## Do this
Extract each line of the material below that contains the string "metal". Uppercase and lowercase letters must match.

## Provided records
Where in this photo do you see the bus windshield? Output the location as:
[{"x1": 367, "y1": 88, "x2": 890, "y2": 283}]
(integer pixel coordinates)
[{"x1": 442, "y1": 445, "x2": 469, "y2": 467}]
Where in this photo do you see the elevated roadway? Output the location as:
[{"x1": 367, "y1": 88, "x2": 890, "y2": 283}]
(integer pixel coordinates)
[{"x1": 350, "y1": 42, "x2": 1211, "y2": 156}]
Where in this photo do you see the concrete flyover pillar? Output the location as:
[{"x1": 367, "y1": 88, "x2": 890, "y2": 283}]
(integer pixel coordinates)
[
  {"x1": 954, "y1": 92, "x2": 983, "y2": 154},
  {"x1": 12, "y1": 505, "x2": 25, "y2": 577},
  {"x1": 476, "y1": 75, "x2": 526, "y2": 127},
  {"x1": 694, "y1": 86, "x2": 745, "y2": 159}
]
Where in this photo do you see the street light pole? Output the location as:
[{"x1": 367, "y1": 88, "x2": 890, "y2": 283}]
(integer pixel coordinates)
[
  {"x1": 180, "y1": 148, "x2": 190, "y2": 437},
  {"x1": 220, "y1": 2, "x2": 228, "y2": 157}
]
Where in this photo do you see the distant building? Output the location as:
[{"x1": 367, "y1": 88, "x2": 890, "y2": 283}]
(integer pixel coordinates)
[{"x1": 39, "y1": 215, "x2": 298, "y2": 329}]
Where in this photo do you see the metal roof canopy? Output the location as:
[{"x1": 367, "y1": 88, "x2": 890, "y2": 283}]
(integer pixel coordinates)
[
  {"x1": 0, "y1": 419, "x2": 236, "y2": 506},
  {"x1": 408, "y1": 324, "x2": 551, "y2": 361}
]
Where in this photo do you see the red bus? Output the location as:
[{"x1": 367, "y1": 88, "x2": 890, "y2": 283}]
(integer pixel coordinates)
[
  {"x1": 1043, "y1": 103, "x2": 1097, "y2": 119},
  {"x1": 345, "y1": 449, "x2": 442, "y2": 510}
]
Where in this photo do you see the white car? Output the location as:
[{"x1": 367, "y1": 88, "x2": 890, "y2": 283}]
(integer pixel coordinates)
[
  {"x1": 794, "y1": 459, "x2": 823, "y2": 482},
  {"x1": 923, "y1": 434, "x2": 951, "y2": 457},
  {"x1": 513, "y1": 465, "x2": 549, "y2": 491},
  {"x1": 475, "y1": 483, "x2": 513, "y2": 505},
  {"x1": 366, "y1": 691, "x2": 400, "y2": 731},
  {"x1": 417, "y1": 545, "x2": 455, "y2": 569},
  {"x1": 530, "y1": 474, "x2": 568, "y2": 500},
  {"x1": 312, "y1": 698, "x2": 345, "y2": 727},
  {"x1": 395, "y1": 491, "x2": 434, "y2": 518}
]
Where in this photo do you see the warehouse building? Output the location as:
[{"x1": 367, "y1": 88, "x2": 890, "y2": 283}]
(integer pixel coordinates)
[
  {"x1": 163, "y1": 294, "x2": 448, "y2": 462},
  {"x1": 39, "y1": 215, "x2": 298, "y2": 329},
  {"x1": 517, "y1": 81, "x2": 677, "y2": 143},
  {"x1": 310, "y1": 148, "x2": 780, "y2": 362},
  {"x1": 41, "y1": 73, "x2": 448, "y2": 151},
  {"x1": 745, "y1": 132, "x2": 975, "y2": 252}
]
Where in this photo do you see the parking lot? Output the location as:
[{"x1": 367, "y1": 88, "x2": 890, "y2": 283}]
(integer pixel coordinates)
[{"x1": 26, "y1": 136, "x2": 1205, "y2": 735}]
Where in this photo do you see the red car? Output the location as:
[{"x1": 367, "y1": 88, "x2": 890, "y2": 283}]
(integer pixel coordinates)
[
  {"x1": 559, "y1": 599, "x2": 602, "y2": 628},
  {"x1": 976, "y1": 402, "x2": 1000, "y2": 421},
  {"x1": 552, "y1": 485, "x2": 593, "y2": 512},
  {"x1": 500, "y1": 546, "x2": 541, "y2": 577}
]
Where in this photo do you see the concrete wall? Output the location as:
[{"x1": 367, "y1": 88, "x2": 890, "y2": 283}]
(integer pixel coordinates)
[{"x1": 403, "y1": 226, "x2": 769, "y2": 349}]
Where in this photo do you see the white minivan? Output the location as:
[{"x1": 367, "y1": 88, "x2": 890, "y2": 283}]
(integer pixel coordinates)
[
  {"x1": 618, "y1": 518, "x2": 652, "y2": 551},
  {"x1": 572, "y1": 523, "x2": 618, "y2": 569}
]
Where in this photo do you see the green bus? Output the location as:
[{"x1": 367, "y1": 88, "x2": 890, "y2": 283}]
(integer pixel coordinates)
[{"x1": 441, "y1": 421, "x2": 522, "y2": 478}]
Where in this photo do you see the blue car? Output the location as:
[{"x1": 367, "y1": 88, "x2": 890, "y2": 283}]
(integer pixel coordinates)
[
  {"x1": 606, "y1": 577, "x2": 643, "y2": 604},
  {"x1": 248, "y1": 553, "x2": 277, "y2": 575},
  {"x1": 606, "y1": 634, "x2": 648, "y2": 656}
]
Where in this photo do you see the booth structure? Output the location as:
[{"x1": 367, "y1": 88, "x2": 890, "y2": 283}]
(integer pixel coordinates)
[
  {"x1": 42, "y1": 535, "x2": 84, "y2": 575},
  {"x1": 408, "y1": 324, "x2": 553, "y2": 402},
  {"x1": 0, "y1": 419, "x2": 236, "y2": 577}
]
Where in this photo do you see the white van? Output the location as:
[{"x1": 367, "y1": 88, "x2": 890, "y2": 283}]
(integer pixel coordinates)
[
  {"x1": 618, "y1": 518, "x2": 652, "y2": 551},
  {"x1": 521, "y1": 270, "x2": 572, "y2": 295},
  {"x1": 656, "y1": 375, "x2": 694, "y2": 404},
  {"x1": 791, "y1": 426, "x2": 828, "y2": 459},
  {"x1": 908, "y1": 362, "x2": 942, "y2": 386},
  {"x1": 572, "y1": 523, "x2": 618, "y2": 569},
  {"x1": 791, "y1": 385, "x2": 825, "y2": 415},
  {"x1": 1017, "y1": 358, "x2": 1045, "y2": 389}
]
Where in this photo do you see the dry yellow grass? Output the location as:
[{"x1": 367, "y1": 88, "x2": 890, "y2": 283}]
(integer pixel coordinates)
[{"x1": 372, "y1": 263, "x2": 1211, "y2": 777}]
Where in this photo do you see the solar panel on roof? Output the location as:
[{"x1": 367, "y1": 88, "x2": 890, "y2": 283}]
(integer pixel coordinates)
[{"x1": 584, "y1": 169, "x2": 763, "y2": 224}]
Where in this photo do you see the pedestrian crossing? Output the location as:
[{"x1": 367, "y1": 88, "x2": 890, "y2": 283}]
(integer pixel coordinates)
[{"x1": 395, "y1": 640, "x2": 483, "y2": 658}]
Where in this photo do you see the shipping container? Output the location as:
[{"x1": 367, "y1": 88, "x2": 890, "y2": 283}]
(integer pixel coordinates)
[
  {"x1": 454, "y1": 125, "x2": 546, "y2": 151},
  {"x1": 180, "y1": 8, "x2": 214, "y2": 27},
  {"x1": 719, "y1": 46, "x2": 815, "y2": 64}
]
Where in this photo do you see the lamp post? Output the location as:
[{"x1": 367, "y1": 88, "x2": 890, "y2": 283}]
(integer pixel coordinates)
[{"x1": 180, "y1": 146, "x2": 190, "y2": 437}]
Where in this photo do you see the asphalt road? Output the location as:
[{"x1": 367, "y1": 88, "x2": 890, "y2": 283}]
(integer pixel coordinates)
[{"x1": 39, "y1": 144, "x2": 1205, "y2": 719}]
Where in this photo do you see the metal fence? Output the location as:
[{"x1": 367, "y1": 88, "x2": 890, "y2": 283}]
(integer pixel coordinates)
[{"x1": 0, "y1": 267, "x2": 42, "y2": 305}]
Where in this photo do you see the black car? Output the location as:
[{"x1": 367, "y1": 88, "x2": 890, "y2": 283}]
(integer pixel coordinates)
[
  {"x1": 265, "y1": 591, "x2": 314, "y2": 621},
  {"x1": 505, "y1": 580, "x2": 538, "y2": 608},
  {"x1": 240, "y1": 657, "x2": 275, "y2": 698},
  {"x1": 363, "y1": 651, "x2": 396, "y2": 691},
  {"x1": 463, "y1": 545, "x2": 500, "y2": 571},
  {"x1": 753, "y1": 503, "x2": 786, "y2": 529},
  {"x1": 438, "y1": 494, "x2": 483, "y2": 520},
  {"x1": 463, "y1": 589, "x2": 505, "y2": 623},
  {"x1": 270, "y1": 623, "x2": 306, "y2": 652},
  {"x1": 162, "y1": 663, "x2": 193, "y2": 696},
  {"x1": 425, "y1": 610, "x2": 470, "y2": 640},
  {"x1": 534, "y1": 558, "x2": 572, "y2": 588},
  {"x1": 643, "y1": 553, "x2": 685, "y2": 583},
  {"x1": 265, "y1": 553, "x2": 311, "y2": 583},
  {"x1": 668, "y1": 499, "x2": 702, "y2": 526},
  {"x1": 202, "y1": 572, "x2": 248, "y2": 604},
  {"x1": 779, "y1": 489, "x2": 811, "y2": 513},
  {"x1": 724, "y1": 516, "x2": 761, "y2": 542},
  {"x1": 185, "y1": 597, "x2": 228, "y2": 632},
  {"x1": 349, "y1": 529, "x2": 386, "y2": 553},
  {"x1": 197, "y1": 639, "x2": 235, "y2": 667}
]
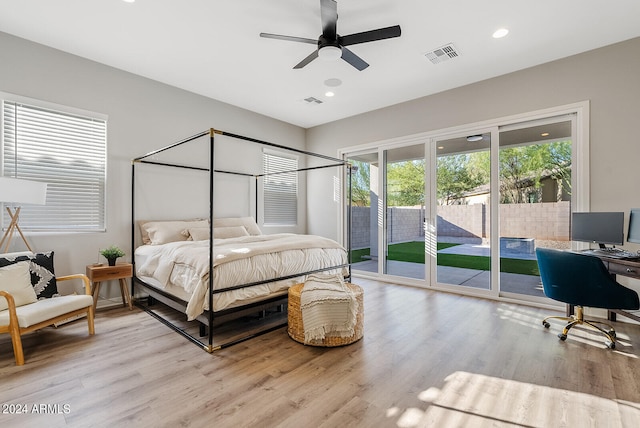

## Output of the exercise
Where in this photo do you see the metal roof canopy? Output the location as:
Where in this photo do you see the metal fence? Output the location as:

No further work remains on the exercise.